▶ **Task statement**
Reproduce the listing from its beginning up to and including the line containing "341, 149, 372]]", requests included, and scale each bounding-box coordinate in the answers by multiplying it by 2.35 and rounding to the nearest whole number, with halves rounded up. Leave the numbers in the requests and their format samples unchanged.
─── The input
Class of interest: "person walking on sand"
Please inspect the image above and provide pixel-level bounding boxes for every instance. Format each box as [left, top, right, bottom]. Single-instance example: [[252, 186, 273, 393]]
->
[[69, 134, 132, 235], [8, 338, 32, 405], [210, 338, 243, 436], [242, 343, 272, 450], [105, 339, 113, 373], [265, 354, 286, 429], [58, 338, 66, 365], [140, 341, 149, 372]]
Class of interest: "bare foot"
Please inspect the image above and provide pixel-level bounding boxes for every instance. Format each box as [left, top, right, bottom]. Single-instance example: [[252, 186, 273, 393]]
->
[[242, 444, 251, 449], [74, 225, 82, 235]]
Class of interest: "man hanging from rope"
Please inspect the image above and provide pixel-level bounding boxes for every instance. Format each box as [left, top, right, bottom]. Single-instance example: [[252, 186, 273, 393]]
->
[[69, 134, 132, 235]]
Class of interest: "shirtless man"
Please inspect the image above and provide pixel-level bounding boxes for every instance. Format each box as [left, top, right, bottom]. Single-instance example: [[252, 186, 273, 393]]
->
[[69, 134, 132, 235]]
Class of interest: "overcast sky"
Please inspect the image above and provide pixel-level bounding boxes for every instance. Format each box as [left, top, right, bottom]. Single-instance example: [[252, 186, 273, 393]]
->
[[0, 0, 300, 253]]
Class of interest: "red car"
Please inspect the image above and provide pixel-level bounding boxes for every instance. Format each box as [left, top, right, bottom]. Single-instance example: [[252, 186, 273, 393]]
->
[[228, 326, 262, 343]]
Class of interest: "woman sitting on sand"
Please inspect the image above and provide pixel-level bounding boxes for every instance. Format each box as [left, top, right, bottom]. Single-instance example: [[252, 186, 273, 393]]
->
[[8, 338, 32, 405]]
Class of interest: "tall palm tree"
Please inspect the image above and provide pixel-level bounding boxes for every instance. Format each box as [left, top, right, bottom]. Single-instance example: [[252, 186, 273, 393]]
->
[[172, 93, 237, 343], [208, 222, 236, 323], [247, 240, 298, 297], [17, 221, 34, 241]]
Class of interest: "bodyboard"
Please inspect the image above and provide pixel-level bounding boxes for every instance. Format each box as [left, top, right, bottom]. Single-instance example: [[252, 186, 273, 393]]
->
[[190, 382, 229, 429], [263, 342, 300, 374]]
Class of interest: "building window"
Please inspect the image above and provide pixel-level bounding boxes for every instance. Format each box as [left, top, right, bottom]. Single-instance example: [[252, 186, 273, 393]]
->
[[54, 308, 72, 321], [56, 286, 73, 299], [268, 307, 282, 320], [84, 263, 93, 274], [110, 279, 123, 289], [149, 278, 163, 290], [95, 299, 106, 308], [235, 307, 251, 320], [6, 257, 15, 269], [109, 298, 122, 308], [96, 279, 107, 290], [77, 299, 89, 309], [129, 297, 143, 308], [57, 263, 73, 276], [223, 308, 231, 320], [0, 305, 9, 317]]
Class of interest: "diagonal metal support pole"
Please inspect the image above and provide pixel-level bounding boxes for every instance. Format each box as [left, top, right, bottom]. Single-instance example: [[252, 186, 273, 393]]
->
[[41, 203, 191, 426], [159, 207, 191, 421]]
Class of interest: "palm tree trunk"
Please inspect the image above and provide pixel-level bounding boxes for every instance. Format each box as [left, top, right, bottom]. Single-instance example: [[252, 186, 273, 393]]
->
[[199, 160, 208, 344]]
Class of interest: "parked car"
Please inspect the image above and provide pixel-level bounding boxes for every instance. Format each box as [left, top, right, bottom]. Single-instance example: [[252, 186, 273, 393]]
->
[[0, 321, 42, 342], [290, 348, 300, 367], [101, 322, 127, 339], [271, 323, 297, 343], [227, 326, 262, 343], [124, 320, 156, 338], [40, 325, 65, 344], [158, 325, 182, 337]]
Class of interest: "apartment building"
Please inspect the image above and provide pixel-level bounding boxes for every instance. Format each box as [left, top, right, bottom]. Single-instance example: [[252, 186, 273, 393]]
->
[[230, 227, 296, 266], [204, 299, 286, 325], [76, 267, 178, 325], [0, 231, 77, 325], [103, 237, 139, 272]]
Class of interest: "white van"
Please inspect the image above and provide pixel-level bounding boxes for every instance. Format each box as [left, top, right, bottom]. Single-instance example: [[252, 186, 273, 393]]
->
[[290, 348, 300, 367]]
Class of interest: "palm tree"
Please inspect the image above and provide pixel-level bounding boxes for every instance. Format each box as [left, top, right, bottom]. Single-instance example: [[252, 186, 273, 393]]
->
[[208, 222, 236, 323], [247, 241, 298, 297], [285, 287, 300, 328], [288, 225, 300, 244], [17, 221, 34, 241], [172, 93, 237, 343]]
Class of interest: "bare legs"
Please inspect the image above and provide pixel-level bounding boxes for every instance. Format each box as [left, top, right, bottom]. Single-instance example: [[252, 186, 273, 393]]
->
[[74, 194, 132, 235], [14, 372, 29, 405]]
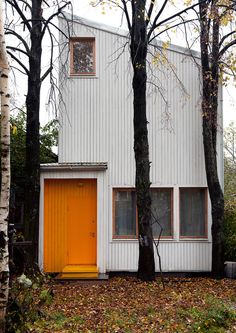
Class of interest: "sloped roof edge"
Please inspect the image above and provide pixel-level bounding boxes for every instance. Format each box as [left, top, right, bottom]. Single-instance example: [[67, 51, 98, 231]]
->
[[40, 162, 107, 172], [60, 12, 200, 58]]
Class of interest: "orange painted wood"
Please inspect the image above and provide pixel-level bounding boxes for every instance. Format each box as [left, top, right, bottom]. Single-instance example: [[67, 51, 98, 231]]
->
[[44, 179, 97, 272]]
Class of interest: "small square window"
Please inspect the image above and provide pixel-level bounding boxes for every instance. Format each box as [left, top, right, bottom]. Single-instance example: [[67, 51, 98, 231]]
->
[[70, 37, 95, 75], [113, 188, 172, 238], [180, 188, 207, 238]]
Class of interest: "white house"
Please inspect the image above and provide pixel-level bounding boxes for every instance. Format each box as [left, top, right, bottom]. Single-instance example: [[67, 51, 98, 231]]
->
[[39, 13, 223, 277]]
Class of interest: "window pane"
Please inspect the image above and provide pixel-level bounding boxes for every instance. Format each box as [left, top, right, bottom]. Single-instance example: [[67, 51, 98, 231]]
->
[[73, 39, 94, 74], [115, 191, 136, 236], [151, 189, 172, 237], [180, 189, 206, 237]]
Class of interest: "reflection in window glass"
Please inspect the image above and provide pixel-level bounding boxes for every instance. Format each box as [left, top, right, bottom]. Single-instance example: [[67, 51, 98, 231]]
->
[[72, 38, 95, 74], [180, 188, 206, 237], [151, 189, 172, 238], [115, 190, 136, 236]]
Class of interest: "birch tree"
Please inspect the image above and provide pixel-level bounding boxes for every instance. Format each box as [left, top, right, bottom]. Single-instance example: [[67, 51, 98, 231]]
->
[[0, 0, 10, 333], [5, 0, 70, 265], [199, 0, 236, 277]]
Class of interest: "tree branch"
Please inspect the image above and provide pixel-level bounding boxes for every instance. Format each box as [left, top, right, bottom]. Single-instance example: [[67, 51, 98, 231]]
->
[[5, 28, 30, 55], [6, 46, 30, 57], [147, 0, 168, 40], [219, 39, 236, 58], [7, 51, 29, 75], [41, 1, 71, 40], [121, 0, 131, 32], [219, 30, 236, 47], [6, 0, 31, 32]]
──────
▶ **Correct output**
Class of interest: "person walking on sand"
Please inspect the image above and provide pixel-level bounding boxes for every instance. Format each box as [left, top, right, bottom]. Single-instance example: [[252, 186, 273, 393]]
->
[[162, 315, 310, 552], [19, 794, 75, 952], [494, 794, 571, 1025], [569, 806, 639, 1058], [247, 797, 266, 877], [623, 832, 672, 1008], [136, 794, 155, 858], [329, 801, 350, 874]]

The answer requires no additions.